§ **AIM**: Reproduce all of the records below word for word, but leave out the pictures.
▼
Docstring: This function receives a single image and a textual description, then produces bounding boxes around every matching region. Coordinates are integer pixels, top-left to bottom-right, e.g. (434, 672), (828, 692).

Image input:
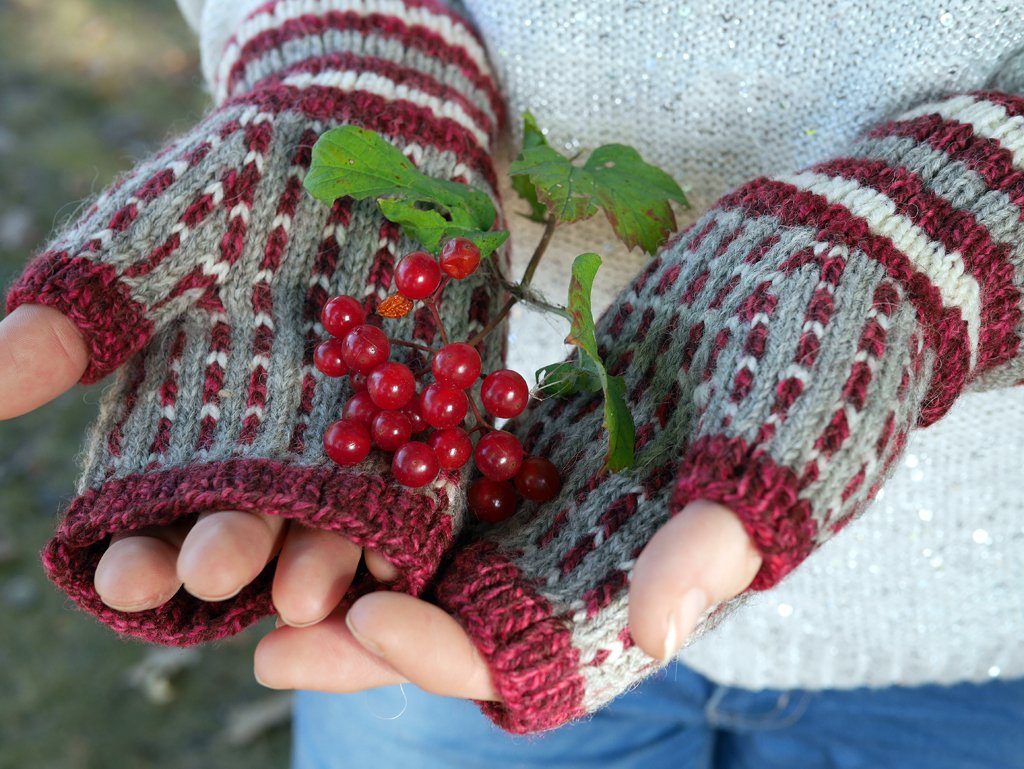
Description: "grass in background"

(0, 0), (288, 769)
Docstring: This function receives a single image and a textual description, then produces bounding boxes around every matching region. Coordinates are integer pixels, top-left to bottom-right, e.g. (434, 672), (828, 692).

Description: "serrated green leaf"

(536, 357), (601, 398)
(584, 144), (687, 254)
(303, 126), (499, 253)
(377, 198), (509, 259)
(512, 113), (548, 222)
(509, 137), (687, 254)
(509, 143), (599, 223)
(565, 254), (636, 471)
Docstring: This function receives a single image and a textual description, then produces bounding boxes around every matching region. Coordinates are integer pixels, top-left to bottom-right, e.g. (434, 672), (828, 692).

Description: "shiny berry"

(391, 440), (440, 488)
(341, 325), (391, 374)
(427, 427), (473, 470)
(394, 251), (441, 299)
(430, 342), (480, 390)
(341, 390), (380, 430)
(441, 238), (480, 281)
(480, 369), (529, 419)
(466, 478), (515, 523)
(367, 362), (416, 410)
(348, 372), (367, 392)
(313, 339), (348, 377)
(401, 393), (430, 435)
(515, 457), (562, 502)
(473, 430), (522, 480)
(324, 419), (370, 467)
(420, 383), (468, 430)
(321, 296), (367, 339)
(370, 412), (413, 452)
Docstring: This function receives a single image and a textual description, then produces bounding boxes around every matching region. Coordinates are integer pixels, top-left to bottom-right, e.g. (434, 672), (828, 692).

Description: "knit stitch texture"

(438, 92), (1024, 732)
(7, 0), (503, 645)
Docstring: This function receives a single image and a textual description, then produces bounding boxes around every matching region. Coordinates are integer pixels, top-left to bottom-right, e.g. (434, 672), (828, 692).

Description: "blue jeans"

(293, 665), (1024, 769)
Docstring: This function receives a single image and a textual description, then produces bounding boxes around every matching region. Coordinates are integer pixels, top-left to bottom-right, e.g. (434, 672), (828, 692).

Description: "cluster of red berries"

(314, 238), (561, 522)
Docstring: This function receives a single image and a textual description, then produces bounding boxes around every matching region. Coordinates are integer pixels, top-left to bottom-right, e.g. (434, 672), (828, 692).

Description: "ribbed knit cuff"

(43, 459), (455, 646)
(7, 251), (153, 384)
(437, 543), (586, 734)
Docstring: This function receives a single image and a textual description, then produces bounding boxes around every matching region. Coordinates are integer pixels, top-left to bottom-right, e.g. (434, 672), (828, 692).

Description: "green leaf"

(584, 144), (687, 254)
(512, 113), (548, 222)
(304, 126), (508, 253)
(536, 357), (601, 398)
(509, 141), (687, 254)
(565, 254), (636, 470)
(377, 198), (509, 259)
(509, 143), (598, 223)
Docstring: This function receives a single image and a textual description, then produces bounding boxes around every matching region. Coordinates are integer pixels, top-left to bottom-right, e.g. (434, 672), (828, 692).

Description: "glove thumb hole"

(629, 501), (761, 660)
(0, 304), (89, 419)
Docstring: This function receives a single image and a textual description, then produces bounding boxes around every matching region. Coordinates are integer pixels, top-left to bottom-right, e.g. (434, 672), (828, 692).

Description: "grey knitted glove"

(7, 0), (502, 644)
(437, 87), (1024, 732)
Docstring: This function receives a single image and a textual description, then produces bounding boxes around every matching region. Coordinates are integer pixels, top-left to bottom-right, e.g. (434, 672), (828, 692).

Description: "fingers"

(177, 511), (285, 601)
(630, 501), (761, 660)
(346, 593), (499, 699)
(93, 526), (184, 611)
(0, 304), (89, 419)
(253, 612), (406, 692)
(272, 523), (361, 628)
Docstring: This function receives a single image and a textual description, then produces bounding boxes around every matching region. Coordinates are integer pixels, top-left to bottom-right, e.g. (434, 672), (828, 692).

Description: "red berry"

(466, 478), (515, 523)
(341, 390), (380, 430)
(341, 324), (391, 374)
(370, 412), (413, 452)
(430, 342), (480, 390)
(480, 369), (529, 419)
(367, 362), (416, 410)
(394, 251), (441, 299)
(427, 427), (473, 470)
(515, 457), (562, 502)
(441, 238), (480, 281)
(401, 393), (430, 435)
(324, 419), (370, 467)
(321, 296), (367, 339)
(348, 371), (367, 392)
(420, 383), (468, 430)
(473, 430), (522, 480)
(313, 339), (348, 377)
(391, 440), (440, 488)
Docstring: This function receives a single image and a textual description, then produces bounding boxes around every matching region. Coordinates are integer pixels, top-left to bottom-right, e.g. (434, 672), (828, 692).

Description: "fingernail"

(345, 612), (384, 656)
(662, 588), (711, 661)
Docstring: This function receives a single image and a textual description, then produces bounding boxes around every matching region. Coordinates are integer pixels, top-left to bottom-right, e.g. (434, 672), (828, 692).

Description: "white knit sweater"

(179, 0), (1024, 688)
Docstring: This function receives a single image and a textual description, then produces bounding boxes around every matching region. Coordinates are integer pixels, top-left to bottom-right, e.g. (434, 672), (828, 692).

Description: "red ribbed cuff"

(437, 543), (586, 734)
(43, 460), (453, 646)
(7, 251), (153, 384)
(672, 435), (818, 590)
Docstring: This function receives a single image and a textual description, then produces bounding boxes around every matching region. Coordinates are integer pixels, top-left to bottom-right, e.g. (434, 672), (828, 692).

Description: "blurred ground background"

(0, 0), (288, 769)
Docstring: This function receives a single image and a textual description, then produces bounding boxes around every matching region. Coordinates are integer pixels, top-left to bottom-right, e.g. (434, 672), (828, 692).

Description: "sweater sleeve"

(430, 91), (1024, 732)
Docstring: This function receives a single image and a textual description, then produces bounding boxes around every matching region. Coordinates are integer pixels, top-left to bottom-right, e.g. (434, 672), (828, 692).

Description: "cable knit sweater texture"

(22, 0), (1024, 731)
▲
§ **RESULT BELOW**:
Docstring: This function receives a single image and a textual description, then produces bounding boxes around every matching region. Coordinates are integer pixels, top-left to bottom-right, e.g. (434, 672), (828, 692).

Image input:
Description: "grass in background"

(0, 0), (288, 769)
Docstring: This function receives a single image and a textual description, then produces bounding boxes around every matching region. Coordinates are integer pixels, top-left to bottom-right, e.g. (434, 672), (828, 692).

Description: "serrated green leaf"

(536, 357), (601, 398)
(584, 144), (687, 254)
(303, 126), (499, 253)
(377, 198), (509, 259)
(512, 113), (548, 222)
(509, 137), (687, 254)
(509, 143), (599, 223)
(565, 254), (636, 471)
Docstring: This function receives a single image and a textual description, then produces bounding boxes around every matching region. Coordinates are integer pixels, top-left to bottom-right, e.g. (434, 672), (828, 692).

Description: "shiny berry"

(391, 440), (440, 488)
(341, 325), (391, 374)
(427, 427), (473, 470)
(394, 251), (441, 299)
(430, 342), (480, 390)
(341, 390), (380, 430)
(441, 238), (480, 281)
(480, 369), (529, 419)
(466, 478), (515, 523)
(367, 362), (416, 410)
(348, 372), (367, 392)
(313, 339), (348, 377)
(401, 393), (430, 435)
(515, 457), (562, 502)
(473, 430), (522, 480)
(324, 419), (370, 467)
(420, 383), (468, 430)
(321, 296), (367, 339)
(370, 412), (413, 452)
Docstring: This function receives a single image and a textual description, then produces bounding boxes around every matching region. Coordinates are integer pixels, top-left to bottom-right, e.g. (434, 672), (828, 692).

Description: "knit stitch texture"

(438, 92), (1024, 732)
(7, 0), (503, 645)
Docstring: This function receives a single image and a textual description, then produces bounding boxes around every matching region. Coordinates are integer pixels, top-left to bottom-right, e.g. (434, 672), (828, 692).

Description: "blue jeans"

(293, 665), (1024, 769)
Docstring: This function receives a single image and a textual description, then produces bounding boxes around every matching region. Coordinates are integer pixels, top-left to bottom-right, e.g. (434, 672), (828, 692).

Description: "cluster of red berries"

(314, 238), (561, 522)
Docstring: This function receives a single image and a textual description, then produces bounding boxes around every matching region. Coordinates are integer pixels, top-left to bottom-right, e.g. (434, 672), (828, 692).

Description: "ribbed knit cuff"

(43, 459), (455, 646)
(7, 251), (153, 384)
(437, 543), (586, 734)
Docstring: This function receives a single image and a textual description, then produces bounding boxes around every matching region. Coordinates are integer pixels, top-left to bottom-right, e.g. (434, 672), (828, 692).

Description: "green leaf"

(584, 144), (687, 254)
(512, 113), (548, 222)
(304, 126), (508, 253)
(536, 357), (601, 398)
(509, 141), (687, 254)
(565, 254), (636, 470)
(377, 198), (509, 259)
(509, 143), (598, 223)
Docstring: This function receives a single image and a textual description, then produces bounding boxes around every matching region. Coordinates are integer pixels, top-left to bottom-right, e.g. (434, 672), (828, 692).

Description: "glove thumb hole"

(629, 501), (761, 660)
(0, 304), (89, 419)
Docstring: This function receives a single image and a textual description, then produces bounding boxes around every matching region. Coordinates are integer pixels, top-left to bottom-right, e.g. (434, 672), (828, 692).

Description: "grey knitted glove"

(7, 0), (502, 644)
(437, 87), (1024, 732)
Docstring: This function receives a single image and a textual description, then produces bounding boxes around every matching region. Coordinates are integer pixels, top-left to bottom-right, e.g. (434, 672), (828, 692).

Description: "fingers"

(177, 511), (285, 601)
(630, 501), (761, 660)
(346, 593), (499, 699)
(93, 526), (184, 611)
(0, 304), (89, 419)
(253, 612), (406, 692)
(272, 523), (361, 628)
Docstring: This function receives a single image and a textual description, then produces bounding boxes around every matching region. Coordinates are integer pixels, top-left to bottom-right, e.g. (434, 672), (828, 692).

Description: "red berry"

(466, 478), (515, 523)
(341, 390), (380, 430)
(341, 324), (391, 374)
(370, 412), (413, 452)
(430, 342), (480, 390)
(480, 369), (529, 419)
(367, 362), (416, 410)
(394, 251), (441, 299)
(427, 427), (473, 470)
(515, 457), (562, 502)
(441, 238), (480, 281)
(401, 393), (430, 435)
(324, 419), (370, 467)
(321, 296), (367, 339)
(348, 371), (367, 392)
(420, 383), (468, 430)
(473, 430), (522, 480)
(313, 339), (348, 377)
(391, 440), (440, 488)
Docstring: This function receives a single image and a textual description, then produces bounding boxes around every matching region. Coordinates are integer pixels, top-left to bottom-right, e.g. (434, 672), (828, 692).

Description: "fingernail"

(345, 612), (384, 656)
(662, 588), (711, 661)
Docstring: This function receives a single image and a textual description, then produces bounding boxes around every matching region. Coordinates are integer pixels, top-left to bottom-right, e.g. (434, 672), (828, 692).

Description: "white knit sweater"

(179, 0), (1024, 688)
Docstring: This function receives a single image and a textual description, then produces bounding boxes around every matching region. Coordinates are integer pixels, top-left to bottom-right, e.g. (434, 672), (828, 692).

Description: "red ribbed cuff"

(437, 543), (586, 734)
(43, 460), (453, 646)
(7, 251), (153, 384)
(672, 435), (818, 590)
Docstring: This function receives a single image and a textual description, then produces bounding boxes around every matching region. Coordinates are integer pixels, top-left to bottom-right, e.g. (434, 672), (828, 692).

Description: "blurred ground background"

(0, 0), (288, 769)
Docstring: This function receives a single image and a textual description, then produces bounding boxes around every matching region. Coordinates are integer pixels, top-left to bottom-right, e.g. (434, 672), (828, 692).

Description: "sweater sleeve"

(430, 91), (1024, 732)
Docstring: This function receives a single image and a textual description, then produces bounding boxes around every matching region. Coordinates are integer pixels, top-left to bottom-right, e.g. (434, 672), (828, 692).

Description: "cable knit sweater texture"

(22, 0), (1024, 731)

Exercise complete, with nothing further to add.